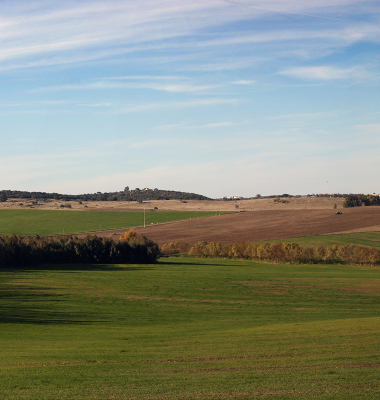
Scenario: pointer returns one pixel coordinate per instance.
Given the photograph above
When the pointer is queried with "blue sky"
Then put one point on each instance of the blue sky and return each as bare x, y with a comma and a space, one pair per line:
217, 97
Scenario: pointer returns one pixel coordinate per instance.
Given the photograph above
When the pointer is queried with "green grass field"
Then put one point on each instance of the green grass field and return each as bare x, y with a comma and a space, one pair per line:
51, 222
371, 239
190, 328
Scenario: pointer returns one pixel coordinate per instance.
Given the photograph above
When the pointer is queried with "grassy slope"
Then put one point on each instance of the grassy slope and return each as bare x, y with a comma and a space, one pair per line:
190, 328
371, 239
48, 222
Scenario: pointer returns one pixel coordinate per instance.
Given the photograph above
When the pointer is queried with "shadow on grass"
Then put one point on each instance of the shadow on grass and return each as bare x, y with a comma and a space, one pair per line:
83, 267
33, 305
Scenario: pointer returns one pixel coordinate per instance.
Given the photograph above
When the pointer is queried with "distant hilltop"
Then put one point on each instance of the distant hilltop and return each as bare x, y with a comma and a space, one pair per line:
125, 195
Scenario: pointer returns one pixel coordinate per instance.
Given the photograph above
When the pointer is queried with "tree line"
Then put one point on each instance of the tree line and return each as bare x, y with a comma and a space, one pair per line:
31, 251
126, 195
278, 252
357, 200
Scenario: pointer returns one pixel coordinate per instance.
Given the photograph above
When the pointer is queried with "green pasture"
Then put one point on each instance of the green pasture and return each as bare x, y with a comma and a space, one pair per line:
190, 329
51, 222
371, 239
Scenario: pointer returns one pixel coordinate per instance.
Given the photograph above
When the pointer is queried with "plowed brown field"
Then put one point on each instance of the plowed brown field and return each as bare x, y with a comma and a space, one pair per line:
265, 225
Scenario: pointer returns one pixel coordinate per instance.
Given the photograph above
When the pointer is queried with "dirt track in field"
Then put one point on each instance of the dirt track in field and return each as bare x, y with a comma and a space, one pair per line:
263, 225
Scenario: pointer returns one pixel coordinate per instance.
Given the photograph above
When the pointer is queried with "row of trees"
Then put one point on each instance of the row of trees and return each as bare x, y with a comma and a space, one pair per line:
130, 195
279, 252
31, 251
357, 200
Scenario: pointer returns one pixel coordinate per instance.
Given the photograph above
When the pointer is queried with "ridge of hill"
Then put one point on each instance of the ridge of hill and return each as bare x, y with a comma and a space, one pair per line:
126, 195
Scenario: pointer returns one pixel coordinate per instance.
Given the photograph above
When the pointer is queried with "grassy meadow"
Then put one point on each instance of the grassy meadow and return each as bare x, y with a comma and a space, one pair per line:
51, 222
190, 328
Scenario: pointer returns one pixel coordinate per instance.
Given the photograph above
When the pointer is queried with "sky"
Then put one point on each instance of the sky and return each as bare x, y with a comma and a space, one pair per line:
215, 97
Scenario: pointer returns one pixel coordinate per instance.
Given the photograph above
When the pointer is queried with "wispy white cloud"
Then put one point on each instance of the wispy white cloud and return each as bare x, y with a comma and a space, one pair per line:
243, 82
118, 84
43, 34
179, 104
325, 73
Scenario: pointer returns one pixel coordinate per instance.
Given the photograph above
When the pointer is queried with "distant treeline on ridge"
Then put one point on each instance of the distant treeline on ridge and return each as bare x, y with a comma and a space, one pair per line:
357, 200
126, 195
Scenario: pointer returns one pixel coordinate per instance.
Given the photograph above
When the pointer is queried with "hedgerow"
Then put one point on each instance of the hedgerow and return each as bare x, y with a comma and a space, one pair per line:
29, 251
280, 252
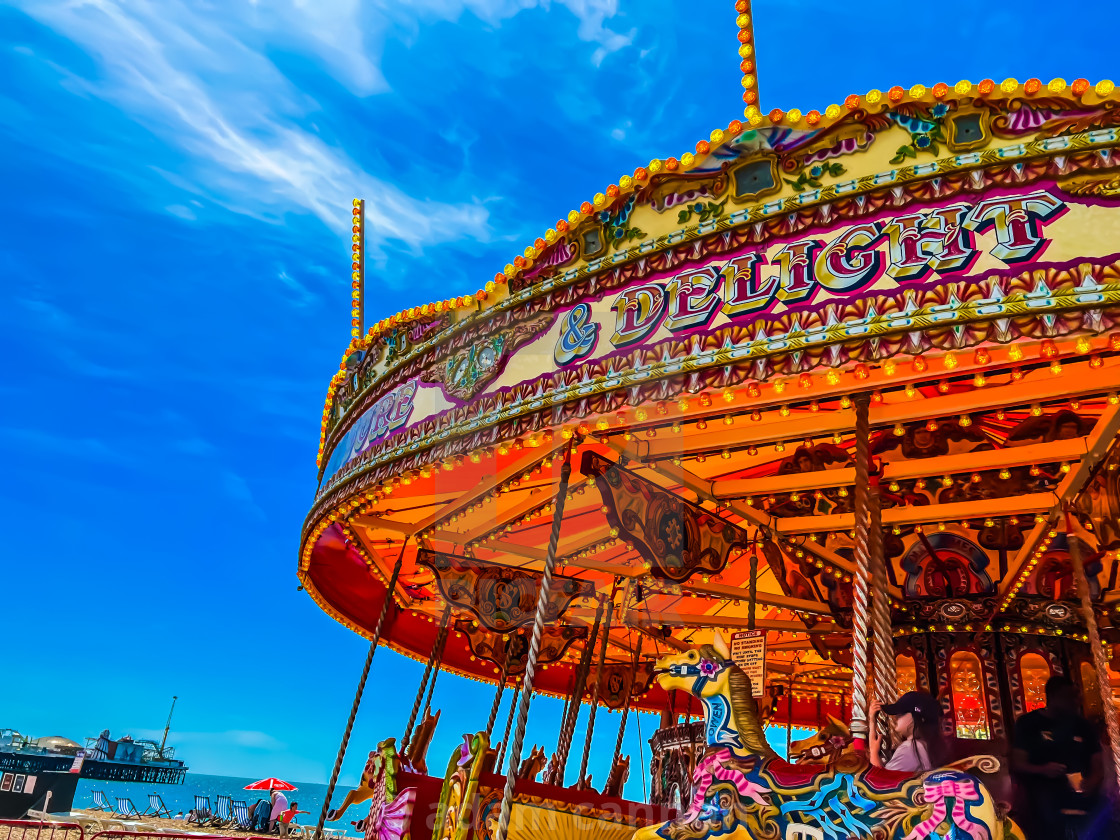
——
PROBLEM REQUIREMENTS: Write out the entries again, exactly as given, skipping any images.

OUTPUT OF THE TASK:
Scenario: pointer returns one pixel coordinate per instance.
Given the photograph above
When the pointer is queried with "blue sky"
Then put one point on each instance of the blue sky and return each as bare x, y with a comma and a space, one pair per line:
217, 97
Scenario: pointer returns one pixel coordinate per instance.
Given the photograph above
When the pointer is queried with "green grass field"
Then put one point on each instance of the green grass field and return each as bare x, y with a comma and a space, one pair per line:
51, 222
371, 239
190, 328
Scenario: pointer returns one pixel coordinate per instance.
Given the photograph above
When the pointer is queried with "grassy slope"
Then put one point on each instance of the grassy slope and return each as bare x, y with a comma and a space, one pair per line:
190, 328
371, 239
48, 222
Scenario: pointer returns one pixel coordinate per instance.
Given the photograph above
When the pointer is queried with "shadow on grass"
Then put one point on each instance of the shadow on grass and return each as bare x, y with a comma and a space, one pair per line:
83, 267
33, 305
Scenario: pointer returns one pixel coordinate per instance.
Given the photograph above
When the pointer is queried with "distant hilltop"
Then put one point on each instance of the distant hilltop and return each as bare x, y with a comma and a space, one pair per line:
125, 195
Scenario: pointer returns one pixel coordinate per instance.
Given the photograph above
When the pointer is queried with "tree line"
Then put one point on each instance of the tree line and return each as bare x, y with a comma and a space, one pair per line:
31, 251
126, 195
278, 252
357, 200
Scenario: pointer returns one pixel coordinate per instance.
Given the photograph above
When the pointer is queried with "green pasture"
Then put one point on each instance of the green pasture and return each as bare x, y with a comma and a space, one pair per line:
190, 329
51, 222
371, 239
Scenario: pointer returns one pixel coordinate per instance.
Given the photograph above
When the pointer is queried with "plowed brown field"
Then put one point on each instance of the plowed brown field and return each as bare x, y with a comma and a space, one pair per line:
265, 225
Scenario: pointer returns one pixel coordinate per instance.
Given the photograph above
When the pointer is queried with "dirt track in field"
Then put one point on each instance of the dirt track in field and return each as bare x, y with a comma and a space, one pair per line:
263, 225
Scenario: pointer returns one pixel coordinate per instance.
Given the photograph above
When the pointer is queried with "row of trees"
Then put one point on each instance of the row of trees and return each as bare x, y with a comma and a space, one pair per line:
130, 195
279, 252
31, 251
357, 200
Scenario: pointer returns one pixel coordinate per instance.
Given the photograph above
When the pointer is queried with "ridge of hill"
Then put one point on each instance of the ridge of hill and return each as bare x, y with a comma and a space, one pair per line:
126, 195
Scenario: pointer returns one pixel coordinate per instance.
Given the photograph above
When the pointer is queried with "grassy meadow"
Then put one point on each instance of the grassy meadow and return each as bare x, y with a comma and a space, one pair per line:
51, 222
190, 328
Scenario: pointer returns one pixel coordinate per instance.
Given the photograph above
When the pointer is queried with "sky"
Then put one point on each instance of the sky and return each as bare x, y with a comma and a space, one pair per line:
215, 97
Scenario: pointer returns one pixel coordinate per instance.
Given the photograph above
When the pointer is queried with "wispy white cloud"
Then put one point on each instance of the wispy white cloud and return each as bare x, y with a comma and a space, one pair per line:
243, 82
118, 84
43, 34
179, 104
325, 73
Scenario: pointer returns one pixel coordinate per instance.
Given the photograph above
When the pointer is queried with "distant treeline on ridge"
Then put one point on each instance of the distant treeline on ridge and return each as bare x, y with a comma and a space, one pair per line:
357, 200
126, 195
Scenario: pointer returns one pixel coordinate per instance.
Given the photograph above
When the pointer is queried with "hedgerow"
Then put one point on each instance of the hedgerow and return each as bare x, y with a comma and a space, one pair per line:
29, 251
280, 252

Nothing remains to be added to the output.